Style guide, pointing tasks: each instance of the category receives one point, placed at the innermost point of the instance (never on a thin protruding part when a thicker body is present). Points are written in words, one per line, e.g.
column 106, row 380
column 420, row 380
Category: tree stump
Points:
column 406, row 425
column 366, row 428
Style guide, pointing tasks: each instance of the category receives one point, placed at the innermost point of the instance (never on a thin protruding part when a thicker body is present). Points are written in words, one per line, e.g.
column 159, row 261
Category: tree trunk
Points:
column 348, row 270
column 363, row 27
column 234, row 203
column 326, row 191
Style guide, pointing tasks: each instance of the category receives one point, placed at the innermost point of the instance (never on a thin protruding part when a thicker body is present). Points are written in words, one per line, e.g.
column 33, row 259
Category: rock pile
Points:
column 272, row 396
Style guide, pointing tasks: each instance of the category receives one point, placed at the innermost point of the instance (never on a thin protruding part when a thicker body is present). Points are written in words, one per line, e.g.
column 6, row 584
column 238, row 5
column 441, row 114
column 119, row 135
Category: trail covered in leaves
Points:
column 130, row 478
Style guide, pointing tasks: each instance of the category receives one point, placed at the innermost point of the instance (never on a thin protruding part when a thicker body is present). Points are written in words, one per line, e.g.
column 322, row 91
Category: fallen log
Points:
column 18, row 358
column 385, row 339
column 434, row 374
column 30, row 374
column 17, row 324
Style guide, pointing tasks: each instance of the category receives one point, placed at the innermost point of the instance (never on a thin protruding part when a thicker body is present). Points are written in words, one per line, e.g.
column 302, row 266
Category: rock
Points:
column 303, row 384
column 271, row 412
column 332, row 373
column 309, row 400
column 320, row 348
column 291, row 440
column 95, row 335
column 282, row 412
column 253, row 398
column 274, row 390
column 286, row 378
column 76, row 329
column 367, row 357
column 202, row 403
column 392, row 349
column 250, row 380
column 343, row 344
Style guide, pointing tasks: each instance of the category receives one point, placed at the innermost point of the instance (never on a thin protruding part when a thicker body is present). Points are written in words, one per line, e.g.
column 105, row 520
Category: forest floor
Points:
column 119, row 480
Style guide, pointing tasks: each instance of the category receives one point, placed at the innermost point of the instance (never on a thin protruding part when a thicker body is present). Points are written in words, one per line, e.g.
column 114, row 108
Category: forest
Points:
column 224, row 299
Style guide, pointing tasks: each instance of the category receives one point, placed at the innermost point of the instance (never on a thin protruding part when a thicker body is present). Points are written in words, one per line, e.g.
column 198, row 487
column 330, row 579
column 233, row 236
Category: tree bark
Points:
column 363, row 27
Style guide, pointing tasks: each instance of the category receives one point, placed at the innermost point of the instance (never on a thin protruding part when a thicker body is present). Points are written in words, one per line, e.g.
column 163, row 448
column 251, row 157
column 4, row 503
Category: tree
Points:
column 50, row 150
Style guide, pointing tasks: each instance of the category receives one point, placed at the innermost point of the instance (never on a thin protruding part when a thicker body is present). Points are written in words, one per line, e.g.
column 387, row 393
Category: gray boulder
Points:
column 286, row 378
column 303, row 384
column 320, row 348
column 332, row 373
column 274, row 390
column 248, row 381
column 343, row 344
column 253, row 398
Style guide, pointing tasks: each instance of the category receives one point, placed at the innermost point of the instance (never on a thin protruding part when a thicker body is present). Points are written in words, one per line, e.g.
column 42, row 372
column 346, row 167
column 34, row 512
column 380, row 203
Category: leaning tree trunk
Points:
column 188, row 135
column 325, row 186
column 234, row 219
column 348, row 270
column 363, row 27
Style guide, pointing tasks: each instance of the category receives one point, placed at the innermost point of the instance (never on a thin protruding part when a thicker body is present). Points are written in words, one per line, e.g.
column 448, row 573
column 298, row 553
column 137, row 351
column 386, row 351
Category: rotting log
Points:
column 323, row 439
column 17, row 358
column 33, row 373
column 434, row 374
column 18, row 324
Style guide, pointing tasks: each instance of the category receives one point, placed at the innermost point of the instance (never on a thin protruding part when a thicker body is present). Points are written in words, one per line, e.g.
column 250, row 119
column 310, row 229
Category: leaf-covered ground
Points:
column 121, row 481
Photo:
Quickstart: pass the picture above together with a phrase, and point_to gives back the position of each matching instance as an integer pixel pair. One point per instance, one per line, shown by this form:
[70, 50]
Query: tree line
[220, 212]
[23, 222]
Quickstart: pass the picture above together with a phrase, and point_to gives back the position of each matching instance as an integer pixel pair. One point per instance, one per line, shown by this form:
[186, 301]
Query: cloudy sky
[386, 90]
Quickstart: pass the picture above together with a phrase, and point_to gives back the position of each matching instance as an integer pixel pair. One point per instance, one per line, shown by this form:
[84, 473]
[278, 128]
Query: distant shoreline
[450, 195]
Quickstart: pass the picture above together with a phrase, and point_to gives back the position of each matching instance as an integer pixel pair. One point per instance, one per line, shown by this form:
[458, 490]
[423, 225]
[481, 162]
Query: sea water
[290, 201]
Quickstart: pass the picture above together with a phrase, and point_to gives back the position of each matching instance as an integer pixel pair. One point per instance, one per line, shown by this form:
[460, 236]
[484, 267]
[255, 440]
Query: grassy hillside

---

## [Task requirements]
Render the lines above as a JSON list of strings, from the very first line down to the line containing "column 366, row 428", both included. Give one string per line and leave out any blank lines.

## [The answer]
[
  "Style guide, pointing tasks: each instance of the category receives one point, placed at the innermost point of the instance (never on a thin protruding part when a thicker body is present). Points are written in words, one per line, e.g.",
  "column 106, row 380",
  "column 420, row 380",
  "Category: tree stump",
  "Points:",
  "column 406, row 425",
  "column 366, row 428"
]